= Text section =
I'm going 20 to 1 in favor of IBM. Any thoughts?

Dobre utka,
The Blue Sky Ranger

[ Reply to This | # ]

System V copyrights
Authored by: danb35 on Wednesday, September 27 2006 @ 08:02 AM EDT
"None of the System V Code is protectable by copyright." Can you imagine how much work it will take for the SCO legal team to show a genuine dispute over a material fact on that issue?
Actually, not very much at all. The evidence may be difficult to find (or even non-existent), but SCO's task, conceptually, is pretty straightforward--they simply need to come up with some evidence to support each of the required elements of copyright protection. Their evidence doesn't need to outweigh IBM's; they just need to have something, and they'll defeat the PSJ motion (or at least, this portion of it).

It's IBM who has taken on a tough job here--they need to show, as a matter of undisputed (and indisputable) fact, that at least one of the essential elements was not met. Their job is easier than SCO's in one respect--to win, they only need to show a single element that wasn't satisfied, while SCO needs to support every element of copyright protection. However, IBM needs to show, for at least one element, that there's simply no evidentiary support for it. You all know what they say about proving negatives.

This isn't to say, BTW, that I think IBM can't do it. First, this is only one argument among many supporting IBM's claim for declaratory judgment of noninfringement, so the court can find for them on other grounds. Second, the history of Unix (and, in particular, the Unix copyrights) is murky enough that SCO may not be able to meet even their slim burden of proof.

[ Reply to This | # ]

How hard is it?
Authored by: overshoot on Wednesday, September 27 2006 @ 08:35 AM EDT
"None of the System V Code is protectable by copyright." Can you imagine how much work it will take for the SCO legal team to show a genuine dispute over a material fact on that issue?

Yes: it's almost trivially easy.

Keep in mind that all they need to do is show one page of material of undisputed authorship written since the change of law.

There may not be much of such material, but it's far from impossible that there be some.

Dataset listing
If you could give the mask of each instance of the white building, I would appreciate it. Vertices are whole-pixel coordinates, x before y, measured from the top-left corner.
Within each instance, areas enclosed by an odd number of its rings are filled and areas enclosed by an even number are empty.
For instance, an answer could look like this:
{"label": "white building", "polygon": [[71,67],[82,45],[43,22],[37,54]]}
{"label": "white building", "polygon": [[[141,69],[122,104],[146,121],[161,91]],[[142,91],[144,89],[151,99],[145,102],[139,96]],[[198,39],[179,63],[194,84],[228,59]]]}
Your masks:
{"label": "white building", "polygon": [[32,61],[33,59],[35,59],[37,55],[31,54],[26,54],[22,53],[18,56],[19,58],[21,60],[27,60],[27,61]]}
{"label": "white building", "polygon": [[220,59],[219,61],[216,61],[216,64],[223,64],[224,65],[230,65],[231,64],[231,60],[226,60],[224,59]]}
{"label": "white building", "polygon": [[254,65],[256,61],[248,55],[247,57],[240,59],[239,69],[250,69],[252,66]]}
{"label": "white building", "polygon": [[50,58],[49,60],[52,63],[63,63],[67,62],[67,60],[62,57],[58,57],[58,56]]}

= Short problem 1 =
Reproduce the dataset listing in full, swapping "top-left corner" for "upper-left corner" and leaving everything else as it is.
= Short problem 2 =
Carry on the forum thread about the System V copyrights from its last sentence.
The forum text and the dataset listing are unrelated pieces of material.

= Task response 1 =
If you could give the mask of each instance of the white building, I would appreciate it. Vertices are whole-pixel coordinates, x before y, measured from the upper-left corner.
Within each instance, areas enclosed by an odd number of its rings are filled and areas enclosed by an even number are empty.
For instance, an answer could look like this:
{"label": "white building", "polygon": [[71,67],[82,45],[43,22],[37,54]]}
{"label": "white building", "polygon": [[[141,69],[122,104],[146,121],[161,91]],[[142,91],[144,89],[151,99],[145,102],[139,96]],[[198,39],[179,63],[194,84],[228,59]]]}
Your masks:
{"label": "white building", "polygon": [[32,61],[33,59],[35,59],[37,55],[31,54],[26,54],[22,53],[18,56],[19,58],[21,60],[27,60],[27,61]]}
{"label": "white building", "polygon": [[220,59],[219,61],[216,61],[216,64],[223,64],[224,65],[230,65],[231,64],[231,60],[226,60],[224,59]]}
{"label": "white building", "polygon": [[254,65],[256,61],[248,55],[247,57],[240,59],[239,69],[250,69],[252,66]]}
{"label": "white building", "polygon": [[50,58],[49,60],[52,63],[63,63],[67,62],[67,60],[62,57],[58,57],[58,56]]}

= Task response 2 =
[ Reply to This | # ]

Judge or jury
Authored by: Anonymous on Wednesday, September 27 2006 @ 08:46 AM EDT
I always thought that, if you didn't have much of a factual or legal case, you
would choose a jury; the thought being that a jury is easier to confuse than a
judge. In that light, I thought SCO's only hope was to get the case before a
jury.

[ Reply to This | # ]

Summary Judgment Motions: Where the Rubber Hits the Road on Evidence Production
Authored by: Anonymous on Wednesday, September 27 2006 @ 09:00 AM EDT
One of the most interesting entries so far! Thanks, Pam and Marbux.

[ Reply to This | # ]

Summary Judgment Motions: Where the Rubber Hits the Road on Evidence Production
Authored by: Anonymous on Wednesday, September 27 2006 @ 09:27 AM EDT
IBM has made the correct assertion - SCO cannot prove it owns the copyright to
any of Unix System V.

[ Reply to This | # ]

SCO to pre-patent post appliications posthumously
Authored by: Anonymous on Wednesday, September 27 2006 @ 09:39 AM EDT
(I had to let you see this again)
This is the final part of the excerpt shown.